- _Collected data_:

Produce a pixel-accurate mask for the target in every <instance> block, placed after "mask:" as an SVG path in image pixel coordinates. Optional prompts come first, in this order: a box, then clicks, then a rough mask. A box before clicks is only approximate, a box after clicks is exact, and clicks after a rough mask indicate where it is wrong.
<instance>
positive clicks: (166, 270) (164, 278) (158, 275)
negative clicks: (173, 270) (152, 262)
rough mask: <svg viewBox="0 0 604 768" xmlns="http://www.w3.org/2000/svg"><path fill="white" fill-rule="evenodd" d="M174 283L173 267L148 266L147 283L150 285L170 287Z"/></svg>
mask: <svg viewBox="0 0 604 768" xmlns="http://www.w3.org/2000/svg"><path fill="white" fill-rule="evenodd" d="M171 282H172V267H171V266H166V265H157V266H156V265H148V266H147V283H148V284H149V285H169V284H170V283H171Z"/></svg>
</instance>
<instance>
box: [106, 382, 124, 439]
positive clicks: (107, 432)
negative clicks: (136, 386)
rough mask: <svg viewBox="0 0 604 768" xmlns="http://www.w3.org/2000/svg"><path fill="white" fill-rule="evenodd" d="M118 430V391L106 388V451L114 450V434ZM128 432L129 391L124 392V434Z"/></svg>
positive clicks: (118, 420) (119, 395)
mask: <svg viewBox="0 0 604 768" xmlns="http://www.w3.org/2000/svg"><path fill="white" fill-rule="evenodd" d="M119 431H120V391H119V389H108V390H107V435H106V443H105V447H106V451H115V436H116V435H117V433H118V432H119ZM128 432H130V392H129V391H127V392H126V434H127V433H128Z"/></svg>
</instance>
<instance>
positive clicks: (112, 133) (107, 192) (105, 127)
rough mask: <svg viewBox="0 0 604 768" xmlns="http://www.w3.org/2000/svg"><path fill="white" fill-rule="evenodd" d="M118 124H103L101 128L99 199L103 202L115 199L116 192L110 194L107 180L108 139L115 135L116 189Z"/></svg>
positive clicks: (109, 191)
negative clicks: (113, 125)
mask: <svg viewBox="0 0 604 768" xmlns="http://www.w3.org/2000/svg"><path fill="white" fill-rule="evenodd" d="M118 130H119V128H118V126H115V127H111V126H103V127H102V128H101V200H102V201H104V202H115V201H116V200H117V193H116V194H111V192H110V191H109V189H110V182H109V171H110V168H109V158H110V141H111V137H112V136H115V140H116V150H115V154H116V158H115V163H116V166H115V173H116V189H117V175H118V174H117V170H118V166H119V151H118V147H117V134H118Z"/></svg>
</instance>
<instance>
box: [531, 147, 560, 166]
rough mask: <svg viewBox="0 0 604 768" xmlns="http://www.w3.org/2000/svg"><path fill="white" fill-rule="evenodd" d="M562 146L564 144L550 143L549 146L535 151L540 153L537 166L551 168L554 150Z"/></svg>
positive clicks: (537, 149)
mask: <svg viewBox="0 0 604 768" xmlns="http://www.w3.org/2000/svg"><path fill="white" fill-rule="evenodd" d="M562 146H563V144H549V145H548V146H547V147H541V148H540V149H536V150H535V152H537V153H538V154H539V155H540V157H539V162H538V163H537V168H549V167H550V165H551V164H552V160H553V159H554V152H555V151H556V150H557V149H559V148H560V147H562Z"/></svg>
---
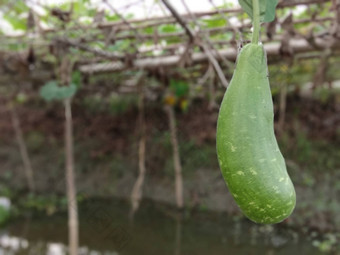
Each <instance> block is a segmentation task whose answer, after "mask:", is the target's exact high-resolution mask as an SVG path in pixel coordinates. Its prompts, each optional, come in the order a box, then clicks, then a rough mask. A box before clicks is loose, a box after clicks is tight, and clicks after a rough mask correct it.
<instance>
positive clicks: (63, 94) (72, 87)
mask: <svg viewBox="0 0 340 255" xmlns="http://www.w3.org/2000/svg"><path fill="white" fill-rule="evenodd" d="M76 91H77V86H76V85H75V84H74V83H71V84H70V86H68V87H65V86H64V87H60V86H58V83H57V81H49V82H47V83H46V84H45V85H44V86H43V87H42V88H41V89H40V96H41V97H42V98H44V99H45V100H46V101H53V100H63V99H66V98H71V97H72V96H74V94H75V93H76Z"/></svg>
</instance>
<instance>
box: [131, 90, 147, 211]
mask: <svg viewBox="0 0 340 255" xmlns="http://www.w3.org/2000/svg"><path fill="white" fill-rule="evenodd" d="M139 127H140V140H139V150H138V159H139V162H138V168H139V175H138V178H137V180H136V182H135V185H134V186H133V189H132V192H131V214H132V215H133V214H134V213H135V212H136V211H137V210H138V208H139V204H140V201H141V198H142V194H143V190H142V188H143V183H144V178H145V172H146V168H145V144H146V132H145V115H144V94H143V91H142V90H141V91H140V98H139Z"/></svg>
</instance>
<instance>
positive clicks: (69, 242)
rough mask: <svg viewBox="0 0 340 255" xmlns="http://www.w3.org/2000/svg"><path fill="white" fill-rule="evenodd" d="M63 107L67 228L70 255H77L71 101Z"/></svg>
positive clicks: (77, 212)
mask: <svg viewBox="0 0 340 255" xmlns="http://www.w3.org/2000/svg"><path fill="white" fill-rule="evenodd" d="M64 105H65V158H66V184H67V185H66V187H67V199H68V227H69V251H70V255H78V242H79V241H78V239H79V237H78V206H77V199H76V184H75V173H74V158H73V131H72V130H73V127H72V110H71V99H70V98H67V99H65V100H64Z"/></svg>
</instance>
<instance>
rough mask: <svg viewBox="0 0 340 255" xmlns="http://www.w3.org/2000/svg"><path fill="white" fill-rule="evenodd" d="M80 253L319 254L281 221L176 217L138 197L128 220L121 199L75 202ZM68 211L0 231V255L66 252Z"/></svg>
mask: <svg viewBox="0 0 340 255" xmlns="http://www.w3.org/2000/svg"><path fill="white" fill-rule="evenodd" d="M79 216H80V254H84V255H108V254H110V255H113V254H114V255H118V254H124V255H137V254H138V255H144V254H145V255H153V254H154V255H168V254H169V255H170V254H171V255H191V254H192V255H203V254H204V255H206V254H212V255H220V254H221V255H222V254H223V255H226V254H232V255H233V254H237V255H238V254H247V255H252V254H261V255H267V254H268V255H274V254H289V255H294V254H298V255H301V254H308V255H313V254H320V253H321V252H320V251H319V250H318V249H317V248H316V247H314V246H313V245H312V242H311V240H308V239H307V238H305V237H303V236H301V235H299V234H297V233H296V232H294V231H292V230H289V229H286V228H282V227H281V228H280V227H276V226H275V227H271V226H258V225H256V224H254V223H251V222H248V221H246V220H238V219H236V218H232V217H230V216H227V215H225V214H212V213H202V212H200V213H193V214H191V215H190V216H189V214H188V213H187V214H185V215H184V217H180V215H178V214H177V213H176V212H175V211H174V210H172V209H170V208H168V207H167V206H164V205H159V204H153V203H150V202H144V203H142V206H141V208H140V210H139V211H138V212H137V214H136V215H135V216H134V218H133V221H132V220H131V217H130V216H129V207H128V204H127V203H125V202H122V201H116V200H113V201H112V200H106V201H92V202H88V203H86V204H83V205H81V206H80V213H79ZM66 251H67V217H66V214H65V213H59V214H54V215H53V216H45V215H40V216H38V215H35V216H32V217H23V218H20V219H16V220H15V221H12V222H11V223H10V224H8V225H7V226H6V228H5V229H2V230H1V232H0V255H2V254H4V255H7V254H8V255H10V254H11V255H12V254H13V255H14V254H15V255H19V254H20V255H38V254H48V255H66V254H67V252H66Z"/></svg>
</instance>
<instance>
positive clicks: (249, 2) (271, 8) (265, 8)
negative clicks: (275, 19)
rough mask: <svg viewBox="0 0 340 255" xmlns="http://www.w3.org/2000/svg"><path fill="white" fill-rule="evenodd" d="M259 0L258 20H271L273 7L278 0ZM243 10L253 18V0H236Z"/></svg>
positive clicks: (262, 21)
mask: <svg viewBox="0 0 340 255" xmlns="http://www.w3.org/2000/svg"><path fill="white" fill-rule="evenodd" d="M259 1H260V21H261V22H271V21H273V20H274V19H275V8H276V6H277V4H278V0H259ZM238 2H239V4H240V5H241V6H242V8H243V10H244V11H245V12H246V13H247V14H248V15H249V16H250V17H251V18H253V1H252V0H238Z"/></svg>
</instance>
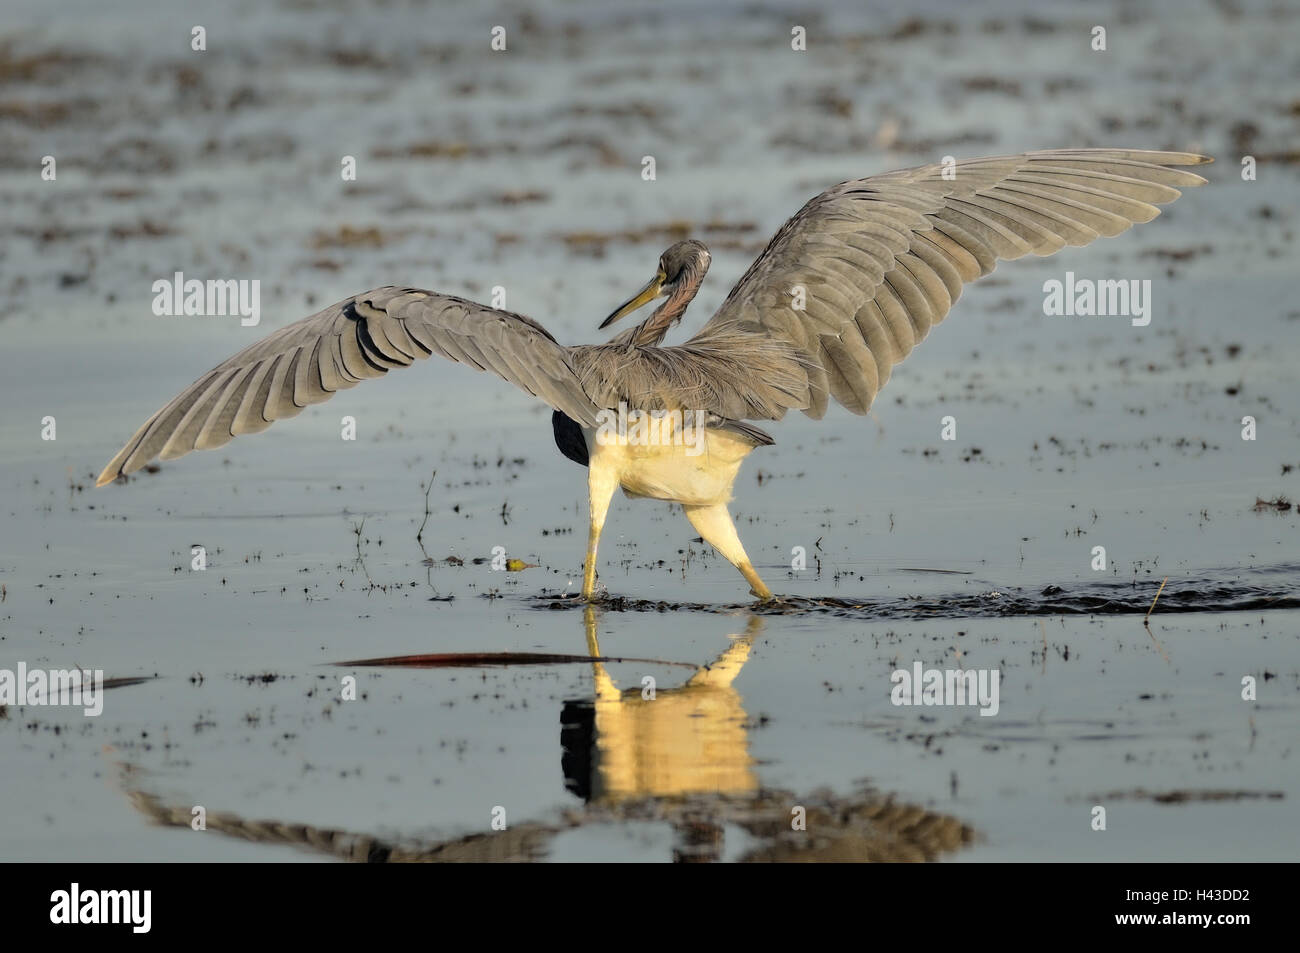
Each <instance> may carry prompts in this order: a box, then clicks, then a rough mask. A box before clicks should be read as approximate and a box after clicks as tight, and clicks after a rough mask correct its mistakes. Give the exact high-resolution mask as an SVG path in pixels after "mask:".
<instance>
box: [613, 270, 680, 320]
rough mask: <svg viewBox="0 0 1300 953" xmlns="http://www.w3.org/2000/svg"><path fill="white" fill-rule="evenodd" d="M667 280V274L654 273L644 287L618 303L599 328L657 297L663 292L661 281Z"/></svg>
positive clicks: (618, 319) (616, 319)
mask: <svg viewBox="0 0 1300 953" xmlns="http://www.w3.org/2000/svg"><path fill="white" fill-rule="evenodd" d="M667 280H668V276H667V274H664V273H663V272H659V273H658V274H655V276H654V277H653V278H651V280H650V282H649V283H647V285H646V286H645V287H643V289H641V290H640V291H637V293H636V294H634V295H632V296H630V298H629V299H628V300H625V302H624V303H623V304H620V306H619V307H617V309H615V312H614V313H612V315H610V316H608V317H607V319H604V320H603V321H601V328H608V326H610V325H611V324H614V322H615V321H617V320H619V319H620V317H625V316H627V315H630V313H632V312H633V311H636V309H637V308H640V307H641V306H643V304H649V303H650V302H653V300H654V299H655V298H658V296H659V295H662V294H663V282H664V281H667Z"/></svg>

- _Exercise instructions_: Look through the records and copy every line that has the word "then".

- _Answer to this problem_:
Produce a pixel-accurate mask for the target in every <instance> block, placed after "mask:" as an SVG path in image pixel coordinates. Optional prompts come first, in this order: a box, then clicks, then a rough mask. A box before clicks is only approximate, a box after clicks is exact, and clicks after a rough mask indicate where it is wrong.
Each <instance> block is a segmentation task whose answer, after "mask:", is the target's exact high-resolution mask as an SVG path in pixel coordinates. Its prompts, each optional, come in the order a box, then clicks, then a rough mask. A box before clicks is loose, a box after clicks is tight, and clicks after a rough mask correct it.
Each <instance> may carry prompts in this order: a box, then clicks, then a rough mask. A box before clicks should be read as approximate and a box after clicks as tight, and clicks after a rough mask correct its mistakes. Give the exact high-resolution mask as an SVG path in pixels after "mask:".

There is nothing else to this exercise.